→ **What the exercise asks**
Could you rewrite the rows below, replacing "instance" with "occurrence" and leaving everything else unchanged?

→ **Given entries**
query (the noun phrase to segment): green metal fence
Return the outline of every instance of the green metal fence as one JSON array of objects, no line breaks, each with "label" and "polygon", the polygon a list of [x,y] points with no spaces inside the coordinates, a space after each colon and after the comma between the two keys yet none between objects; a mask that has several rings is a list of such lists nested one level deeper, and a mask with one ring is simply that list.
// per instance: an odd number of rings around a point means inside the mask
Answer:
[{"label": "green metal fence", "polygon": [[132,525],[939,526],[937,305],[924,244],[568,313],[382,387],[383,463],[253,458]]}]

→ **Full solution**
query (the noun phrase to segment): green metal fence
Return the outline of every occurrence of the green metal fence as one JSON array of objects, no line breaks, each with "label" and "polygon", the polygon a list of [x,y] points with no spaces inside the coordinates, a space after each colon and after the comma between the two keys yet none between objects; a mask that has several rings is a list of such lists nested one level deeper, and a mask with one ring is simply that list.
// per occurrence: an odd number of rings around a point means inside the mask
Answer:
[{"label": "green metal fence", "polygon": [[132,525],[939,526],[937,305],[924,244],[568,313],[382,387],[383,463],[253,458]]}]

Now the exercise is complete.